STORED RECORDS ::
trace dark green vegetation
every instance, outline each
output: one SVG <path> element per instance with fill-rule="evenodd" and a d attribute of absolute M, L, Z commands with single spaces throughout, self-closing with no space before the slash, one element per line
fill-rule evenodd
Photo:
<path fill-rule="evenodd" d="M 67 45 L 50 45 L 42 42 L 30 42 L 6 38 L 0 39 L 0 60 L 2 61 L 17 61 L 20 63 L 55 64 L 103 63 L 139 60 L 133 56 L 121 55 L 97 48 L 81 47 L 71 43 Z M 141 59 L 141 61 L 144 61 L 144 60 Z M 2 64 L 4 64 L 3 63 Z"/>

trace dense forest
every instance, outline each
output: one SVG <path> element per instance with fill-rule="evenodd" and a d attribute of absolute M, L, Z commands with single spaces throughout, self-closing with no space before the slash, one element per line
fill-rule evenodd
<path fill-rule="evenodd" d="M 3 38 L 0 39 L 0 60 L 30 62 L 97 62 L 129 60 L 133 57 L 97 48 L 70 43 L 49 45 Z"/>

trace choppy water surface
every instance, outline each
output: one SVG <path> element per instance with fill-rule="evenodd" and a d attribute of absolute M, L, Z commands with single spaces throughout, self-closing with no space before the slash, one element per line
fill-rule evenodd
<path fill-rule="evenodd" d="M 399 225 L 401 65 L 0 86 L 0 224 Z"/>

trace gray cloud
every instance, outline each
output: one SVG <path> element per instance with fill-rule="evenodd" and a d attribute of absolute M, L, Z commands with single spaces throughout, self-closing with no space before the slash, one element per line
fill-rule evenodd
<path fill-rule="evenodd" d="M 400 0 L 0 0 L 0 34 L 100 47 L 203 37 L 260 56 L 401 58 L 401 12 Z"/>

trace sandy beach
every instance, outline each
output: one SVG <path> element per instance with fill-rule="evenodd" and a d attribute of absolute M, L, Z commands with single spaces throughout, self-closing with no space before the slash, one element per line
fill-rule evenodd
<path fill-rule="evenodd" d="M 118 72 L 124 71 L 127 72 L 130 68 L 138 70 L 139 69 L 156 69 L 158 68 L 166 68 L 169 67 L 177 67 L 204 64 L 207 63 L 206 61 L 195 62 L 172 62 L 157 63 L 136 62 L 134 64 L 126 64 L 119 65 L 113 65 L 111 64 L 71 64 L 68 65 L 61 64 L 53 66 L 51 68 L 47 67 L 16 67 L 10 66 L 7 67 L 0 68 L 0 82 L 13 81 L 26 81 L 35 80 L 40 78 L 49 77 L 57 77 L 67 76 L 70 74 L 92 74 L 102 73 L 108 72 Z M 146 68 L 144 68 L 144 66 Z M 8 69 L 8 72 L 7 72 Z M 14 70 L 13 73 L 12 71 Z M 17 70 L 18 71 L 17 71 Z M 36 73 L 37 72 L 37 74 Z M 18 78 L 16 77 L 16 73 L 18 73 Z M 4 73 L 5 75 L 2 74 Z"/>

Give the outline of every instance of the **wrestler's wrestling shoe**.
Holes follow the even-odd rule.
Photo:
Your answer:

THE PROBLEM ::
Can you write out the lines again, from the line containing "trace gray cloud" through the line containing "34 L 100 47", with every coordinate in the answers raised by 67 and the request lines kept unchanged?

OUTPUT OF THE TASK ::
trace gray cloud
every instance, outline each
output: one SVG <path> element per instance with fill-rule="evenodd" and a d attribute of absolute M, L, Z commands with single spaces throughout, self-closing with no space before the slash, one element per line
fill-rule evenodd
<path fill-rule="evenodd" d="M 467 67 L 67 67 L 67 101 L 167 114 L 270 104 L 327 123 L 468 125 L 468 79 Z"/>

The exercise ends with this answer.